Problems to solve.
• a. Answer these about the graph import excerpt, one line each:
(i) According to the opening sentence, what action returns an error?
(ii) Which relationship type is merged between a User and a Tweet?
(iii) Which relationship type is merged between two Tweet nodes?
• b. List every line of the records that contains the string "shirt". Case counts.

Document excerpt.
______
There are probably some redundant steps in the reproduction, however, this is exact steps from my book that returns an error if you want to list GDS graphs after the projection.

Import graph

CREATE CONSTRAINT IF NOT EXISTS FOR (u:User) REQUIRE u.id IS UNIQUE;
CREATE CONSTRAINT IF NOT EXISTS FOR (p:Tweet) REQUIRE p.id IS UNIQUE;
LOAD CSV WITH HEADERS FROM "https://bit.ly/39JYakC" AS row
MERGE (u:User {id:row.id})
ON CREATE SET u.name = row.name,
              u.username = row.username,
              u.registeredAt = datetime(row.createdAt);
LOAD CSV WITH HEADERS FROM "https://bit.ly/3n08lEL" AS row
CALL {
    WITH row
    MATCH (s:User {id:row.source})
    MATCH (t:User {id:row.target})
    MERGE (s)-[:FOLLOWS]->(t)
} IN TRANSACTIONS;
LOAD CSV WITH HEADERS FROM "https://bit.ly/3y3ODyc" AS row
CALL {
    WITH row
    MATCH (a:User{id:row.author})
    MERGE (p:Tweet{id:row.id})
    ON CREATE SET p.text = row.text,
                p.createdAt = datetime(row.createdAt)
    MERGE (a)-[:PUBLISH]->(p)
} IN TRANSACTIONS;
LOAD CSV WITH HEADERS FROM "https://bit.ly/3QyDrRl" AS row
MATCH (source:Tweet {id:row.source})
MATCH (target:Tweet {id:row.target})
MERGE (source)-[:RETWEETS]->(target);

Calculate features

MATCH (u:User)
______
Items from a dataset.
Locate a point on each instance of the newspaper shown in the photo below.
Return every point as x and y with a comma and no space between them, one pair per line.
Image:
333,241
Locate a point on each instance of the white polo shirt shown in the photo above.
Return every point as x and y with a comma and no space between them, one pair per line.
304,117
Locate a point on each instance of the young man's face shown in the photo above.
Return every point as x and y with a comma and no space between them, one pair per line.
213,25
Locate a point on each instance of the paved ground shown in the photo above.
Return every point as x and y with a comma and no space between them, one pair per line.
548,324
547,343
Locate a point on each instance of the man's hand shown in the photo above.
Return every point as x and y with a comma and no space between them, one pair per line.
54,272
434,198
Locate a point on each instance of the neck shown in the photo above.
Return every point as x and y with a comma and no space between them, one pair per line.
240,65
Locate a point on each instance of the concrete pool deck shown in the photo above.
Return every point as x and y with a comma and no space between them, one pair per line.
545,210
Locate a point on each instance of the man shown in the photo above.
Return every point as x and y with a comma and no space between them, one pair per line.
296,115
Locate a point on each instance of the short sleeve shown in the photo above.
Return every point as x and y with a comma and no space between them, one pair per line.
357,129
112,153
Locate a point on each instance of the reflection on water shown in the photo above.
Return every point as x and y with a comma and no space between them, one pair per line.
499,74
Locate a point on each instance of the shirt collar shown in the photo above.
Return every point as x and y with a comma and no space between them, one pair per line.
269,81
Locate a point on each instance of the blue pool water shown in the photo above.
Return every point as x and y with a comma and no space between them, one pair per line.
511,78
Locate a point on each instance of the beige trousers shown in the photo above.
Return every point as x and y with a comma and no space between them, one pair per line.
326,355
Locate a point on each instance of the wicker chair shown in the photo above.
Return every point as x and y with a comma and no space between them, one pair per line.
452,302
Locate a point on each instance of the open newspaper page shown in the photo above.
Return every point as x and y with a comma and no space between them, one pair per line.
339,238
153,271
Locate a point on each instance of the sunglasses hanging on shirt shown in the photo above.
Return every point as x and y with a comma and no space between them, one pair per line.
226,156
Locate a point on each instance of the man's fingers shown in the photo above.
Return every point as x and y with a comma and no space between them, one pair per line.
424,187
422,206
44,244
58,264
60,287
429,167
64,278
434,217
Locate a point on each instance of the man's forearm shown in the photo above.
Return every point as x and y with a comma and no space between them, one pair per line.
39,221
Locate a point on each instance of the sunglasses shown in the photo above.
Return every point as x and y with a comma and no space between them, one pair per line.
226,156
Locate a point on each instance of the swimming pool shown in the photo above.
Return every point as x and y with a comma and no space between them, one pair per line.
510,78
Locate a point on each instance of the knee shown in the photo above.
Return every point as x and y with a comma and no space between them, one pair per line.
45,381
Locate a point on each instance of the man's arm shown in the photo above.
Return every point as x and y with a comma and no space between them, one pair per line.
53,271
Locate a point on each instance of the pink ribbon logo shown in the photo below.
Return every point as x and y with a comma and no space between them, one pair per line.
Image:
______
Complete answers.
• a.
(i) Listing GDS graphs after the projection.
(ii) PUBLISH
(iii) RETWEETS

• b.
Locate a point on each instance of the white polo shirt shown in the photo above.
Locate a point on each instance of the shirt collar shown in the photo above.
Locate a point on each instance of the sunglasses hanging on shirt shown in the photo above.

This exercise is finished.